== Excerpted text ==
· · · · · · ·
The new provider, in full

src / qmem_mcp / embedding / tei_provider.py ~30 loc
from __future__ import annotations

import httpx

from qmem_mcp.embedding.base import EmbeddingProvider


class TeiEmbeddingProvider(EmbeddingProvider):
    """HuggingFace text-embeddings-inference (TEI) provider.

    Uses TEI's native batched /embed endpoint. One HTTP call embeds the whole
    batch on the GPU in a single forward pass — no per-text loop.
    """

    def __init__(self, base_url: str, model: str) -> None:
        self.base_url = base_url.rstrip("/")
        self.model = model
        self._dimensions: int | None = None

    async def embed_texts(self, texts: list[str]) -> list[list[float]]:
        if not texts:
            return []
        async with httpx.AsyncClient(timeout=120) as client:
            response = await client.post(
                f"{self.base_url}/embed",
                json={"inputs": texts, "normalize": True, "truncate": True},
            )
            response.raise_for_status()
            vectors = response.json()
        if self._dimensions is None:
            self._dimensions = len(vectors[0])
· · · · · · ·
== Provided records ==
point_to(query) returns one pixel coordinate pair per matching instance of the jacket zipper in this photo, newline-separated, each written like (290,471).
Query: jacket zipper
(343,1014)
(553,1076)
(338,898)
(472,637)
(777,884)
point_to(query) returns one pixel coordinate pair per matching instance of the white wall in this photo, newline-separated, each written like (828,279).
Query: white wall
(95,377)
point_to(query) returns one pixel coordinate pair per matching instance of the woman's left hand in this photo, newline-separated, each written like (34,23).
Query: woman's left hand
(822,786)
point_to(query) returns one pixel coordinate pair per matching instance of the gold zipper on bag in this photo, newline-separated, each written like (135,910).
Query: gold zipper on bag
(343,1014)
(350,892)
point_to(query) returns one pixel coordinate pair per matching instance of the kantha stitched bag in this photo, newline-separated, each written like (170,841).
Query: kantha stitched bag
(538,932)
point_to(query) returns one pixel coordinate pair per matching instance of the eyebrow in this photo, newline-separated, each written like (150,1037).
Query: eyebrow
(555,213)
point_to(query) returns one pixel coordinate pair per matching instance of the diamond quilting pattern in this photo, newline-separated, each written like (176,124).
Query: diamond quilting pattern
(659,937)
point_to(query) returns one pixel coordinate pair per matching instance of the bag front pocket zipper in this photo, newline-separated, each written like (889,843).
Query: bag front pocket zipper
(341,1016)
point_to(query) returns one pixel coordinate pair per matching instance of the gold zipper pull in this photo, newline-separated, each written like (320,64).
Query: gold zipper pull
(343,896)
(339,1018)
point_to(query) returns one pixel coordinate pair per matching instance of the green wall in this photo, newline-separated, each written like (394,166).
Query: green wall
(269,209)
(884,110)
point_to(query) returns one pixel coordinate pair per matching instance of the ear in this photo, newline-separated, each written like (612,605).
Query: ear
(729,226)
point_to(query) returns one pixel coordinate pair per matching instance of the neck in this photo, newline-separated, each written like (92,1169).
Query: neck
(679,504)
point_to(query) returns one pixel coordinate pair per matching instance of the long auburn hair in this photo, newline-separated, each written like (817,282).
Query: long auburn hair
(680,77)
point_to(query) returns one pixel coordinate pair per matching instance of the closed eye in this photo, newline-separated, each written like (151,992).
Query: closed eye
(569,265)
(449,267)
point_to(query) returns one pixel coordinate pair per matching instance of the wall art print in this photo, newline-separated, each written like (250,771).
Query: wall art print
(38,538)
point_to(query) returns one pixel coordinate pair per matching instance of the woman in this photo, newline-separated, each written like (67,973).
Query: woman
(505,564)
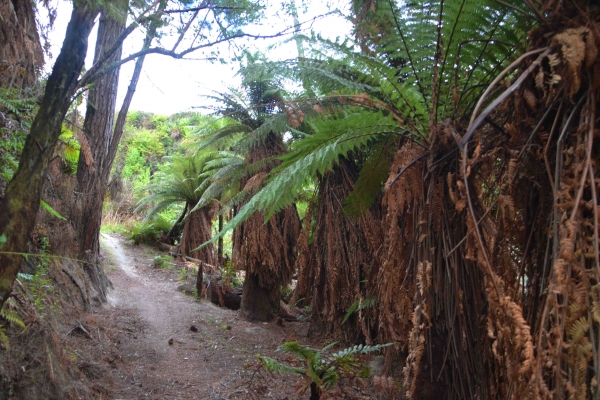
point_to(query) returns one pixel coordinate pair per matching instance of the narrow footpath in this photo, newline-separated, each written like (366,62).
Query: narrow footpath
(153,342)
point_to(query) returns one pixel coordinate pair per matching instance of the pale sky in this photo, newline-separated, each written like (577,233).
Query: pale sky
(167,86)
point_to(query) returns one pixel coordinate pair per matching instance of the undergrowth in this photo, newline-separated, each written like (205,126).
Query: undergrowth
(320,370)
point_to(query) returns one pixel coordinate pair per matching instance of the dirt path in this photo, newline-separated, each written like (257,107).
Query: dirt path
(154,342)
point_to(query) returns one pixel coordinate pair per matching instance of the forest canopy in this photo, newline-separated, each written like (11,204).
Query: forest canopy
(425,186)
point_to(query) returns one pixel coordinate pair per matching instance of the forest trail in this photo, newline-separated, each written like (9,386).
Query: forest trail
(146,347)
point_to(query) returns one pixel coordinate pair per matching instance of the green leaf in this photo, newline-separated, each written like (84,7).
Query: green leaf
(51,210)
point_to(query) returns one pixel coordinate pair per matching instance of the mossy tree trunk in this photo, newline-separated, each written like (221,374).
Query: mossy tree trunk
(19,207)
(92,174)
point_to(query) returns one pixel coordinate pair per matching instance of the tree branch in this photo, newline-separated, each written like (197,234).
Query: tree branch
(98,70)
(203,8)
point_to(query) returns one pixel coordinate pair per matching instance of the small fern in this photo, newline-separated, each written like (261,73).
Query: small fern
(321,370)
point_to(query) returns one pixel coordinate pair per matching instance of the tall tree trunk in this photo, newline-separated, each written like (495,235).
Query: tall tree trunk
(19,207)
(220,243)
(104,140)
(98,130)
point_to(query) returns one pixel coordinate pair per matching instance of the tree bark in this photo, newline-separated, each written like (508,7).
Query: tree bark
(220,242)
(104,141)
(259,303)
(19,207)
(91,181)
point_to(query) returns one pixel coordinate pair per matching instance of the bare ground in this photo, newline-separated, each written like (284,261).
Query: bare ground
(153,342)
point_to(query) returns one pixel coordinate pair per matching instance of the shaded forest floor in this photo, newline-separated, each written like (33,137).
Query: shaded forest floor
(143,344)
(153,342)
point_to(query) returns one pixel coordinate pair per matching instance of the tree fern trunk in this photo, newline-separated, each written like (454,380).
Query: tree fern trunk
(266,251)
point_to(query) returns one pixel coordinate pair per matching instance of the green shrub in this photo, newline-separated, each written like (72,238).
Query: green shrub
(320,370)
(149,232)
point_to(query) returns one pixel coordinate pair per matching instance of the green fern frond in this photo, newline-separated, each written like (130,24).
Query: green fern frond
(272,365)
(359,349)
(4,339)
(12,317)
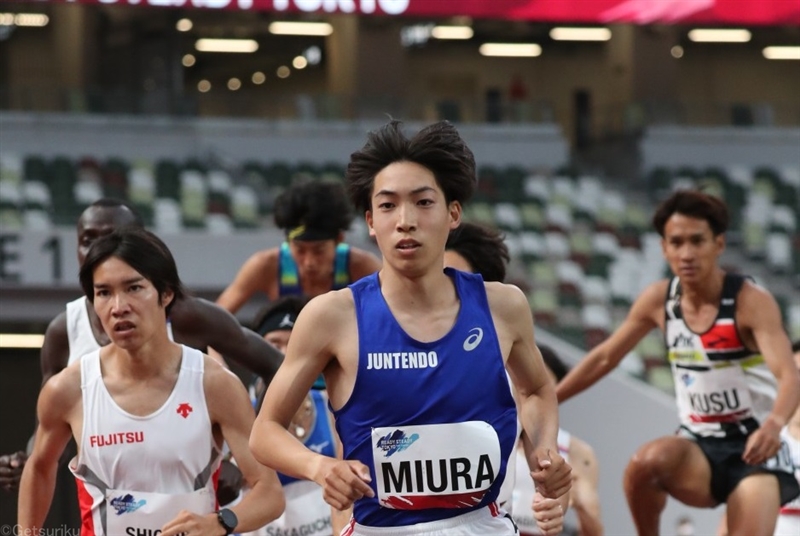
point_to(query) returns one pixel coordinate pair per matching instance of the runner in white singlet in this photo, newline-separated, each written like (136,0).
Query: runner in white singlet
(149,416)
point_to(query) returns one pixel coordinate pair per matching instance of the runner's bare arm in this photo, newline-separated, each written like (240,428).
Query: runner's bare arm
(54,355)
(538,407)
(362,263)
(603,358)
(584,497)
(231,413)
(58,399)
(311,348)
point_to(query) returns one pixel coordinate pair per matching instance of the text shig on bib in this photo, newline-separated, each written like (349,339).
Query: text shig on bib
(135,512)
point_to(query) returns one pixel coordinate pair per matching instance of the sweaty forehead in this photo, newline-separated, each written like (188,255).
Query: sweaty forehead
(402,177)
(683,225)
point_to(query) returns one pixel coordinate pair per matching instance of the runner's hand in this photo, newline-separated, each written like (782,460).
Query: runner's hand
(344,482)
(549,515)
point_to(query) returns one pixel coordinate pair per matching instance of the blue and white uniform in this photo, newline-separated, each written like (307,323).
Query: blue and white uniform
(435,422)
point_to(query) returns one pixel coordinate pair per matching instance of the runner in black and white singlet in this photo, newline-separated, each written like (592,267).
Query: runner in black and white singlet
(421,455)
(735,382)
(789,518)
(149,416)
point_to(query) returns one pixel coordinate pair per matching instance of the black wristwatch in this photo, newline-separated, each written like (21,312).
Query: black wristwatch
(228,520)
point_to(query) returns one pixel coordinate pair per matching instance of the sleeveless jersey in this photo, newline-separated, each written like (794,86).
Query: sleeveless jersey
(522,496)
(435,422)
(79,330)
(289,277)
(722,388)
(134,474)
(306,511)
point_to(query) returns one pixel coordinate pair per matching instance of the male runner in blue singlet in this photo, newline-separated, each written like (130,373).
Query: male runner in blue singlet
(415,361)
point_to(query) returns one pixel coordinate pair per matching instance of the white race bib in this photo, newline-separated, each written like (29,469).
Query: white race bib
(137,512)
(713,396)
(436,465)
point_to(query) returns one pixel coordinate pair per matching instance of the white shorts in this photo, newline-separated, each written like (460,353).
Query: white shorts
(489,520)
(788,525)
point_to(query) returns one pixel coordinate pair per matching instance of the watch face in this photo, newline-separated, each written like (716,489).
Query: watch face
(228,519)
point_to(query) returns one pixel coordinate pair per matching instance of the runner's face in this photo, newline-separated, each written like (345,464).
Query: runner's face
(314,258)
(690,248)
(410,218)
(128,304)
(96,222)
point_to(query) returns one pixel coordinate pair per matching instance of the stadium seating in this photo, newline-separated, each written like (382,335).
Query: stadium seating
(581,251)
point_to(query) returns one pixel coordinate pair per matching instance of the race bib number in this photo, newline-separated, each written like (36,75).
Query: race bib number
(435,466)
(306,512)
(713,396)
(135,512)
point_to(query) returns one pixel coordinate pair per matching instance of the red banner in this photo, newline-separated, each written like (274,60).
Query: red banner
(714,12)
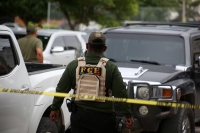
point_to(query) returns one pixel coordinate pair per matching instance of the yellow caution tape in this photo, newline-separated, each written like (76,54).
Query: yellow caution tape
(89,97)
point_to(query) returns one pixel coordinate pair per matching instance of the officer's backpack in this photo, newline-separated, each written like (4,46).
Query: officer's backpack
(90,79)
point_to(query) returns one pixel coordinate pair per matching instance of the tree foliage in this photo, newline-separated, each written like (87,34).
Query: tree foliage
(27,10)
(105,12)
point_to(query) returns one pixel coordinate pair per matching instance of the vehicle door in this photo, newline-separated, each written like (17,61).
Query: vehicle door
(196,54)
(15,108)
(60,53)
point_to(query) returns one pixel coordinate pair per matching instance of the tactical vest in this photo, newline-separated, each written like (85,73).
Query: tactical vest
(90,79)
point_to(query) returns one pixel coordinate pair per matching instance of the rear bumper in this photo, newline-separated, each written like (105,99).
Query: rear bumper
(150,121)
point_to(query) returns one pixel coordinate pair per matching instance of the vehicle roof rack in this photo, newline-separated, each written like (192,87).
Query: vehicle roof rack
(189,24)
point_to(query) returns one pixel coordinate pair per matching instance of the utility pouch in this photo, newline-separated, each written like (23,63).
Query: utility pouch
(71,105)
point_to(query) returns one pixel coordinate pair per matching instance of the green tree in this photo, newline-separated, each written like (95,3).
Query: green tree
(27,10)
(105,12)
(154,10)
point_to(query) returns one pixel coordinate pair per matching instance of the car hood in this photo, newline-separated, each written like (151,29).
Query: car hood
(143,72)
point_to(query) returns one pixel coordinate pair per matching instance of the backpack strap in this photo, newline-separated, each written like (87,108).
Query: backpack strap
(81,61)
(103,62)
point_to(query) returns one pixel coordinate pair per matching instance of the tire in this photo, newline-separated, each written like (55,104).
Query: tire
(46,125)
(182,122)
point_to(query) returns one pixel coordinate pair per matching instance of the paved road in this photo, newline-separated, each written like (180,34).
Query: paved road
(197,130)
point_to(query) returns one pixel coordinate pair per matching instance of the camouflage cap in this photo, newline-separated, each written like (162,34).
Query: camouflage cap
(31,29)
(97,38)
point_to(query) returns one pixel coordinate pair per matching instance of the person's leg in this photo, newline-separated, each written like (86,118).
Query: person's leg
(79,123)
(104,123)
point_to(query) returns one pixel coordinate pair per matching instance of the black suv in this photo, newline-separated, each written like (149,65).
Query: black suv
(160,61)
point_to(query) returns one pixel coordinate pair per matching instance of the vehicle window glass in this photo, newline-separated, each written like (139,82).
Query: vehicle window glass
(7,62)
(59,42)
(196,50)
(45,40)
(18,36)
(166,50)
(85,37)
(72,42)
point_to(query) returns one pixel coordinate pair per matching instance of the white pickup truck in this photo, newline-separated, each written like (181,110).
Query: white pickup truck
(25,113)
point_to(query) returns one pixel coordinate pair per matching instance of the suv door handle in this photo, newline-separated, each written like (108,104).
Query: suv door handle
(25,88)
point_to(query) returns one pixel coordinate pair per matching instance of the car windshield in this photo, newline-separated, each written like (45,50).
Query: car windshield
(152,49)
(45,40)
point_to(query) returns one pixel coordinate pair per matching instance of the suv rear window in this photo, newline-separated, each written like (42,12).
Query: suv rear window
(165,50)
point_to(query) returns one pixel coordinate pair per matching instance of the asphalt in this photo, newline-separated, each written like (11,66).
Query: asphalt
(197,130)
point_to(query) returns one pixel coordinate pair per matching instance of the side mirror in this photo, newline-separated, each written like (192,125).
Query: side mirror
(57,49)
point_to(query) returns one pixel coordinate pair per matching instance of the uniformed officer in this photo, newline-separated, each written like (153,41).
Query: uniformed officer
(93,116)
(31,47)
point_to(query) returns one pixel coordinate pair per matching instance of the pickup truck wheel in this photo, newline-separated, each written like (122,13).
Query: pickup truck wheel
(46,125)
(182,122)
· · · · · · ·
== Problems and tasks ==
1. In the TEI provider excerpt, what timeout value is passed to the HTTP client?
2. Decide whether each statement below agrees with the TEI provider excerpt, and give the deciding words of the excerpt for each.
(a) The provider makes a separate HTTP call for each text.
(b) When embed_texts receives no texts, it returns an empty list.
(c) The request asks TEI to normalize the returned vectors.
3. Reproduce a passage of the TEI provider excerpt. Begin at the words "The new provider, in" and stop after "text-embeddings-inference (TEI) provider.".

== Answer list ==
1. 120

2.
(a) No: "One HTTP call embeds the whole batch on the GPU in a single forward pass — no per-text loop."
(b) Yes: "if not texts:" followed by "return []"
(c) Yes: "normalize": True

3.
The new provider, in full

src / qmem_mcp / embedding / tei_provider.py ~30 loc
from __future__ import annotations

import httpx

from qmem_mcp.embedding.base import EmbeddingProvider


class TeiEmbeddingProvider(EmbeddingProvider):
    """HuggingFace text-embeddings-inference (TEI) provider.